Friday, January 23, 2009

Uranium Poisoning, The Challenge, and Augmented Reality

Friday, January 23, 2009
Celia's been asking me to read interims and send feedback to teams. It's fun. It's Challenging (haha), and that's always good. I have to figure out how to tell them how it is but diplomatically, and how to ask them hard questions without scaring them off. I also have to figure out how to get them to make it a Challenge project, and not just a research report. I wrote a while ago about asking "Could this question be answered through Google?"
This is where my current dilemma comes in. The first two she gave me would fit under this heading; they were practical problems, more than theoretical problems. Practical problems are always harder to fold up into solid questions. The first was looking to identify viruses by the rate of spread. The second was getting a robot to navigate through a field of obstacles, which is easy to make into a question, but focused more on robotics than on computational modeling.
One of the three I've currently been handed is treating Prions (mis-folded protein based diseases, like mad cow, if I'm not mistaken), using something that sounds suspiciously close to an off-shoot from String Theory. Another is looking at the Twin Towers and different sized planes, and the last is looking at Uranium poisoning in their town's wells (which is actually there, not a hypothetical situation). It's this last, about uranium poisoning, that's got me hashing it out here. The interim can be found here: Team 38.

The problem is this. It seems to me like this would be a perfect fit for an Augmented Reality problem. Even the way they describe it is nearly perfect. Unfortunately, I don't think the resources, planning, or anything else that's necessary to meld AR to SCC is in place, or ready to be called into being this late in the Challenge. Nor do I think I want to get myself in the middle of this particular mess until I have a better idea what the mess looks like.
This isn't a problem that could easily be looked up on Google. Google wouldn't be able to give you a clear, or even very useful idea of an answer. That's because it's practical qualitative research, and in a rather uncommon area. "What to do when your wells have significant levels of Uranium in them" can't be a very popular search term, and anything you might get out of it is unlikely to be based on solid facts.
Augmented Reality hasn't really proven itself to me or the wider world as a scientific tool. The situation is also complicated by the fact that it isn't exactly designed to offer Data. The data can be found externally, and you can spoon-feed it to whoever is playing through the game. That's what I thought the point was when I first saw it; spoon feeding data to people in a (theoretically) fun, interesting and interactive game format. That's not the point at all. The point is to see what sorts of solutions people come up with to problems that are more than, as they said in Costa Rica, "cut and dry". AR should be used for solving social problems that need to be understood as science problems too.
I'll show you what I mean. Take the Environmental Detectives game. It looks remarkably similar to Team 38's problem. You have a potentially harmful contamination in the ground, and you need to figure out what to do about it. However, the ideas about what to do could be very different. Team 38 has a few options they're looking at, namely installing a filtering system and drilling more/new wells.

(Region pointing data)
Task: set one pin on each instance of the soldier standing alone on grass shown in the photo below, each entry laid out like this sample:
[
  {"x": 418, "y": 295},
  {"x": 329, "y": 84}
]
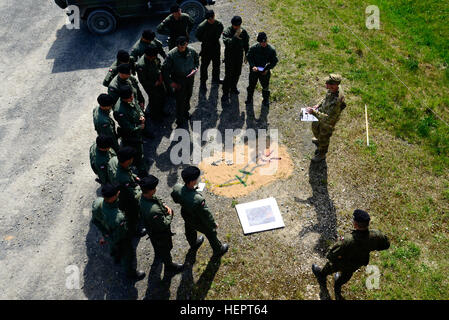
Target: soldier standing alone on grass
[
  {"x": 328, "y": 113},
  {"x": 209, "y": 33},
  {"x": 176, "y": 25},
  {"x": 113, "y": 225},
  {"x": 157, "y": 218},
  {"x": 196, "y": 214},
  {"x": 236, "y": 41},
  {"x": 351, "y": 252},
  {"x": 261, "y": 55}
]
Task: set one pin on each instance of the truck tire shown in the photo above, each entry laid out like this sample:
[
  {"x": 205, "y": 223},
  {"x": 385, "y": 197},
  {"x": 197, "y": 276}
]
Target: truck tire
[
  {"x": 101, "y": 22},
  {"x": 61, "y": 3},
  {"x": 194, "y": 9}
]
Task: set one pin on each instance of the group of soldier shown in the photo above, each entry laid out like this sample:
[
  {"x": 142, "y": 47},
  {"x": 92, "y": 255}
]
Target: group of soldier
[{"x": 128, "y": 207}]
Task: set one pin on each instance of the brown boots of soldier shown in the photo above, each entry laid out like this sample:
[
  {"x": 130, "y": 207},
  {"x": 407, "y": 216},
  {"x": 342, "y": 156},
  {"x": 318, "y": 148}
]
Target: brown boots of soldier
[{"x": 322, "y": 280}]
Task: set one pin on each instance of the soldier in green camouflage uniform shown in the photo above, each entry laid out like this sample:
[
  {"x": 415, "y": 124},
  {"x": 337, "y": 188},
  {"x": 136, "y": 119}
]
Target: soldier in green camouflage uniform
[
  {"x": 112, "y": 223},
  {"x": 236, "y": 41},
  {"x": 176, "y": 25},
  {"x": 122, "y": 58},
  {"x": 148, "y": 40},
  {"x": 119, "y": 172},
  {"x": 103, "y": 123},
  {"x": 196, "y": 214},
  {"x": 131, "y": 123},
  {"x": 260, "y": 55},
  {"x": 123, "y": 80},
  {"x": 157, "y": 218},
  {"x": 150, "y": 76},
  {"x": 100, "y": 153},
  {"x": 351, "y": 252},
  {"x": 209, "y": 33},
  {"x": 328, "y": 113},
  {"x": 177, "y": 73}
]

__What needs to be done__.
According to the post on uranium poisoning, why would Google be unable to give a useful answer to the problem of uranium in the town's wells?

__Your solution__.
It is practical qualitative research in a rather uncommon area. A search about what to do when wells have significant uranium levels is unlikely to be popular, and anything found is unlikely to be based on solid facts.